--- GIVEN PASSAGE ---
# Considering HTPC



## Solidify (May 12, 2011)

Hey guys, I'm going to build a HTPC like the one in this video and would like some help so I'm going to make a thread for it. 

3D HTPC Setup with XBMC 12 & AEON NOX 4 - YouTube​


> Software: XBMC 12 "Frodo"
> Skin: AEON NOX 4
> IPad: XBMC Commander
> TV: LG 65" Plasma 3DTV
> ...


The HTPC will only be running Windows 8 and XBMC. This video author left this description. I find that it may be a bit overkill since I only have a bit more than 3TB of content at the moment (although it's always smart to plan ahead), but for the mean time, I'd like to see what you guys can do for me: that being said, do what you do best and please pick through the details and tell me what components can be either dropped completed or swapped for better quality ones.
--- RECORDS ---
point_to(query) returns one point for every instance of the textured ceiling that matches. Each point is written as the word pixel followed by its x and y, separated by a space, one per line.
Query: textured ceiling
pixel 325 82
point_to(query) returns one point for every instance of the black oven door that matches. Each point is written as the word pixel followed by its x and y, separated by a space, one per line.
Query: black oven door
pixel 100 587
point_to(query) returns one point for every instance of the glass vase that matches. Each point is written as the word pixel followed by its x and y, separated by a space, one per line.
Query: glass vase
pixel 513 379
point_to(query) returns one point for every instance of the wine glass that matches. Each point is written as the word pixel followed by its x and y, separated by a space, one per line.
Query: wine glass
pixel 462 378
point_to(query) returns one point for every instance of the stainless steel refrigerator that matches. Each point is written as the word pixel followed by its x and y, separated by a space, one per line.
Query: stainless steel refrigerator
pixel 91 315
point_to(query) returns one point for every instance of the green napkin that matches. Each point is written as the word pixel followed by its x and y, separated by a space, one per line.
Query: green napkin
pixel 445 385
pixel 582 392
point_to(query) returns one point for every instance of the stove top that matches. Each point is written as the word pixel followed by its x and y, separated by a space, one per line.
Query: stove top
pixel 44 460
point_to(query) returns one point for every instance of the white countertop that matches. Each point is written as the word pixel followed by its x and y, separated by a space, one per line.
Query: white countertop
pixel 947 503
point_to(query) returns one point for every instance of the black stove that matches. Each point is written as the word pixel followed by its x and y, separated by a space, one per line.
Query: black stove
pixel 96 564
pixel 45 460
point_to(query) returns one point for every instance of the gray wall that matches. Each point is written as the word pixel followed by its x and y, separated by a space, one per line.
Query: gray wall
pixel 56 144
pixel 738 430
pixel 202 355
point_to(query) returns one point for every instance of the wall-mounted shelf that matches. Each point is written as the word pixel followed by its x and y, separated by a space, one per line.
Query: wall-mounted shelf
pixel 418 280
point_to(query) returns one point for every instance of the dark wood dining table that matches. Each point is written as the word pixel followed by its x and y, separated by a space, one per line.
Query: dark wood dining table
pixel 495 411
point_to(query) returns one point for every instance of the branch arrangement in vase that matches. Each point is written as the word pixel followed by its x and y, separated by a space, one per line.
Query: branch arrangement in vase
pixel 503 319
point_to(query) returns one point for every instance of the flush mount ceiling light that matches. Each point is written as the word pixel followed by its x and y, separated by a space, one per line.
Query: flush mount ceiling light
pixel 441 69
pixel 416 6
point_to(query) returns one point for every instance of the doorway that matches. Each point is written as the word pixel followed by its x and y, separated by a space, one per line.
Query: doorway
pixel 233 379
---
WORK ORDER 1
Please copy the HTPC thread from "# Considering HTPC" to "thread for it.".
WORK ORDER 2
In the HTPC thread, what will the planned computer run?
You can ignore the rows entirely.

RESULT 1
# Considering HTPC



## Solidify (May 12, 2011)

Hey guys, I'm going to build a HTPC like the one in this video and would like some help so I'm going to make a thread for it.

RESULT 2
Only Windows 8 and XBMC.